-------- Extracted information

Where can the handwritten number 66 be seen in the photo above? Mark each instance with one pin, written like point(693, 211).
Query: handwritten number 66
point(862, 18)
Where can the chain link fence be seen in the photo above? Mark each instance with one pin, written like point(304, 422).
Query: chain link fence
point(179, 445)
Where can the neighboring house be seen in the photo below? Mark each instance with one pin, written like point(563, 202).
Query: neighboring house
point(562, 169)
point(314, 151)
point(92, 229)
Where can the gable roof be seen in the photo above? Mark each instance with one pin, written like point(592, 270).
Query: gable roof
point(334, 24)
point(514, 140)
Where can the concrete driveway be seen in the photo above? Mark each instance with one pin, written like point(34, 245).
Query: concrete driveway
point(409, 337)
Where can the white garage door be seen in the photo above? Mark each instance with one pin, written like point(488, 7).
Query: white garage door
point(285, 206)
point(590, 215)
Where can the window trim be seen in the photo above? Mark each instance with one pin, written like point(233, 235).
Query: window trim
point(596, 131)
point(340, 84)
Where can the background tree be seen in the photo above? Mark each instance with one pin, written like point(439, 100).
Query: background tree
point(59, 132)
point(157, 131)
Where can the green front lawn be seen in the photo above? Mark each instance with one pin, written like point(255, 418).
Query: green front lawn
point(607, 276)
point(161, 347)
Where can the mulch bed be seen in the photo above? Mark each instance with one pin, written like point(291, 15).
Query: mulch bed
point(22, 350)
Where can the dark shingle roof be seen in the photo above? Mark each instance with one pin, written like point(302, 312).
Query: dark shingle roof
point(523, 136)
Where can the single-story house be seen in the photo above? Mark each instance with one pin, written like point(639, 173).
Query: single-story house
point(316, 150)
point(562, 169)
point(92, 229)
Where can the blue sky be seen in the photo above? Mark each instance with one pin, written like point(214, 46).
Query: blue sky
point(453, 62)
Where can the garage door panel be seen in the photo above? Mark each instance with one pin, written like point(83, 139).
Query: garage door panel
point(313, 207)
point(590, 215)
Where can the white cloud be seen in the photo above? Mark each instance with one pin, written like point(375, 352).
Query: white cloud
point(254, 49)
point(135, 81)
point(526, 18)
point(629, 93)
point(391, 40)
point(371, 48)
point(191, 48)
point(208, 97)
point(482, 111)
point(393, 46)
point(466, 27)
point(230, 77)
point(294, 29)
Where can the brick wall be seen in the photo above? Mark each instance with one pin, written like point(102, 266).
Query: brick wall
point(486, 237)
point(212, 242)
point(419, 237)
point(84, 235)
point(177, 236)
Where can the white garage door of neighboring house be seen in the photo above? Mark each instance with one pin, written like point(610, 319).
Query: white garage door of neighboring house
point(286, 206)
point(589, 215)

----------------

§ Required task: Turn the records starting at the line that contains "Where can the concrete" and ending at the line that contains "point(409, 337)" into a JSON list of strings, with one string per line and blank lines omitted.

§ Complete output:
[
  "Where can the concrete driveway be seen in the photo above? Mark each instance with one pin, written like point(34, 245).",
  "Query: concrete driveway",
  "point(409, 337)"
]